| Work required |
Every line containing the string "instance" should be returned from the records.

(Segmentation mask data)

----------------

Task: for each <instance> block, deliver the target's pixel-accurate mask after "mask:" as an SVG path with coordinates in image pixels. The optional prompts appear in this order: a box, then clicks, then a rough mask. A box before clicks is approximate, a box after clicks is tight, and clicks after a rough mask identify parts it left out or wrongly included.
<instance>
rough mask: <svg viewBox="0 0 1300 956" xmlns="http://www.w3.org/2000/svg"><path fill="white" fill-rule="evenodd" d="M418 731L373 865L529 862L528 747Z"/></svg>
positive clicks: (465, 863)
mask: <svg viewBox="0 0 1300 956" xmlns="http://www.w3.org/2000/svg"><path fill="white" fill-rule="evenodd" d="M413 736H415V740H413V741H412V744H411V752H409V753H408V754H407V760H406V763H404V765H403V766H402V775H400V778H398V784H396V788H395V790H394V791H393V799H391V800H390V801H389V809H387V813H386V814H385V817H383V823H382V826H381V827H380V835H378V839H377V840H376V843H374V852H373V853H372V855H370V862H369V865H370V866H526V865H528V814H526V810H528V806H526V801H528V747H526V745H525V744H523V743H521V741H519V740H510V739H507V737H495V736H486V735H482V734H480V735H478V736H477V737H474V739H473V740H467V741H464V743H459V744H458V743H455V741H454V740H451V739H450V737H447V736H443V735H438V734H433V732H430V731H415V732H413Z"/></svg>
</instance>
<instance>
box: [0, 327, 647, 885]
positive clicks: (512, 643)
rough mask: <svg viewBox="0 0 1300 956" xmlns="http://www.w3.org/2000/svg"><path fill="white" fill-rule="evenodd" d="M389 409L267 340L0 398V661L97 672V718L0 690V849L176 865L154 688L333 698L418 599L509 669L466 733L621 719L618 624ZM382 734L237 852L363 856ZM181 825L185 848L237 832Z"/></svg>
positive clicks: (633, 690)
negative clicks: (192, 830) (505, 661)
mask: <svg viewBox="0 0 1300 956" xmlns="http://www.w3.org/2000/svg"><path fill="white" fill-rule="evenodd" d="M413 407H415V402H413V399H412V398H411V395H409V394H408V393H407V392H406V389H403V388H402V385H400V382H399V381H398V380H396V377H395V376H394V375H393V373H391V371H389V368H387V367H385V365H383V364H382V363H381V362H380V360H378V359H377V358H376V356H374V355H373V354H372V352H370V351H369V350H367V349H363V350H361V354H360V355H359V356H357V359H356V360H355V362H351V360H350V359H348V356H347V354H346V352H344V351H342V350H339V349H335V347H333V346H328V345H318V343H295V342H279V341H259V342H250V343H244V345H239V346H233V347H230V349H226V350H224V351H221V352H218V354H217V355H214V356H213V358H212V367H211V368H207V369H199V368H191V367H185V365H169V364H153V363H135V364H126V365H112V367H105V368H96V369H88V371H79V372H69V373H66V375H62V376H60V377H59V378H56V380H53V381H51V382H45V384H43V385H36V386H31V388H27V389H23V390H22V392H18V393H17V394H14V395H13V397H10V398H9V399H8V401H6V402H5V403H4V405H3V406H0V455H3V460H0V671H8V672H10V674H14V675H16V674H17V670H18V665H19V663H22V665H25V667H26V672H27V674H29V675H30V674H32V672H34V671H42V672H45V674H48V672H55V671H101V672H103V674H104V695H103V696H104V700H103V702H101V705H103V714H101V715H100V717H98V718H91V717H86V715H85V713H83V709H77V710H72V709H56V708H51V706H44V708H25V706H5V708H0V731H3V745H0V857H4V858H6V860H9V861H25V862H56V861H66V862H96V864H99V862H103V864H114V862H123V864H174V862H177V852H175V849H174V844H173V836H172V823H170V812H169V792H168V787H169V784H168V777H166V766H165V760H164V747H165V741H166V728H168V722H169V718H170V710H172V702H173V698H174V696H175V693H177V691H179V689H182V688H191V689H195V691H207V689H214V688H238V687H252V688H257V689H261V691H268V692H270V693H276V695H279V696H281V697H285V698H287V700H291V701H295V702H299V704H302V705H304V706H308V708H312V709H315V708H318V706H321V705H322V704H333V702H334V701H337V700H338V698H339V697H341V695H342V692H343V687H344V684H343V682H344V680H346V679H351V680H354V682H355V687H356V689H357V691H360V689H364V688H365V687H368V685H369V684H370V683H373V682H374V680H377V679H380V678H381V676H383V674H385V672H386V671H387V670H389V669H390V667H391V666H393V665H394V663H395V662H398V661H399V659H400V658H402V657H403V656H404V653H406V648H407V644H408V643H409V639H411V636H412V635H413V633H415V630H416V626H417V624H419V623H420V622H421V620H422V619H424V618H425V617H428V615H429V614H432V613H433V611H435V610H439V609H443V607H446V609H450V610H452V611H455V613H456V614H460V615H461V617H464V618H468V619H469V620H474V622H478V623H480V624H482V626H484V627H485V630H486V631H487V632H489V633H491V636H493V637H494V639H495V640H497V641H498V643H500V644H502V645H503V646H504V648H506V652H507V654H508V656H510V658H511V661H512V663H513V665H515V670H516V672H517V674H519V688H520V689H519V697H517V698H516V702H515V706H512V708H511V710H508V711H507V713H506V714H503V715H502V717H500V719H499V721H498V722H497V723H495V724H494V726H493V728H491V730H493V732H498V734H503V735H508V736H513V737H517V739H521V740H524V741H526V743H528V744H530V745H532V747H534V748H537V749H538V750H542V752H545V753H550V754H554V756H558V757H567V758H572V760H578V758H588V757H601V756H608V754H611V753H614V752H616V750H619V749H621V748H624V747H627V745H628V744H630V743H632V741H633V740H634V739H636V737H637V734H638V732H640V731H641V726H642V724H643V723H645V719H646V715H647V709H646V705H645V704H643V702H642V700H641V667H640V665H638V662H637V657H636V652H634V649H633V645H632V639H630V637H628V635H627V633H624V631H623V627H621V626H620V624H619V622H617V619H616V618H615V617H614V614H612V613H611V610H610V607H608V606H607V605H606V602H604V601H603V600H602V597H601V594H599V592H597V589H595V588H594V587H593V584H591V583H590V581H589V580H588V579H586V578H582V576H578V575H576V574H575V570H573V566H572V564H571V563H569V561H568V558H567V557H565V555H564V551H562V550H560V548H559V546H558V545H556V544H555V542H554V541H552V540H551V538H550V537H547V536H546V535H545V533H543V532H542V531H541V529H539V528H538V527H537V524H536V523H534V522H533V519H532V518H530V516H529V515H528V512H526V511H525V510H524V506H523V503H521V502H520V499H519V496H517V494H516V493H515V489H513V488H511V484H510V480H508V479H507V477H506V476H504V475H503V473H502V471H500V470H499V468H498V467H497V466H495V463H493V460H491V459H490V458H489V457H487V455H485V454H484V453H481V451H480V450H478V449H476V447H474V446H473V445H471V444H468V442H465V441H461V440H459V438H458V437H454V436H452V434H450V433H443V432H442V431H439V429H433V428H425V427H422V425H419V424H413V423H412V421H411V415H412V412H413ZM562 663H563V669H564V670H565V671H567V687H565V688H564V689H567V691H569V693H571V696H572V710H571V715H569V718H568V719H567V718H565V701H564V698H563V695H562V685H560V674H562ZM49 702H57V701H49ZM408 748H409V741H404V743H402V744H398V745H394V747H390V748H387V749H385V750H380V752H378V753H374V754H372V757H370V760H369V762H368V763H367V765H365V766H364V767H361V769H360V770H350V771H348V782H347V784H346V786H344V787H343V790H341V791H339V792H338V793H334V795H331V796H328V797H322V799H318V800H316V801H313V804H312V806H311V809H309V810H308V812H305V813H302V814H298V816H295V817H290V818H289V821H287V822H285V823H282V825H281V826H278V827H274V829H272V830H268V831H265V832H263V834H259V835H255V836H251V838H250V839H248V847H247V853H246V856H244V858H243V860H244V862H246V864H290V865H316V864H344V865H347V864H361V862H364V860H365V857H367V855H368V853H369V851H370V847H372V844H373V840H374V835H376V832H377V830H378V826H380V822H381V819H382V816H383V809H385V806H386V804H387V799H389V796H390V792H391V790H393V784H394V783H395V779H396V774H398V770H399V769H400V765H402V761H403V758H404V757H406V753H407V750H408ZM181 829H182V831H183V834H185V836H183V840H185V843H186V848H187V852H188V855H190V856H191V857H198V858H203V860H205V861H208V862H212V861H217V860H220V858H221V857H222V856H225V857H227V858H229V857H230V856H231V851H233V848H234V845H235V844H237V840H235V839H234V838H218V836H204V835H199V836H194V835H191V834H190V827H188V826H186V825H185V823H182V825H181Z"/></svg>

----------------

| Reply |
Task: for each <instance> block, deliver the target's pixel-accurate mask after "mask:" as an SVG path with coordinates in image pixels. The optional prompts appear in this order: a box, then clicks, then a rough mask. A box before clicks is approximate, a box after clicks is tight, and clicks after a rough mask identify parts it left out or wrongly included.
<instance>
</instance>
<instance>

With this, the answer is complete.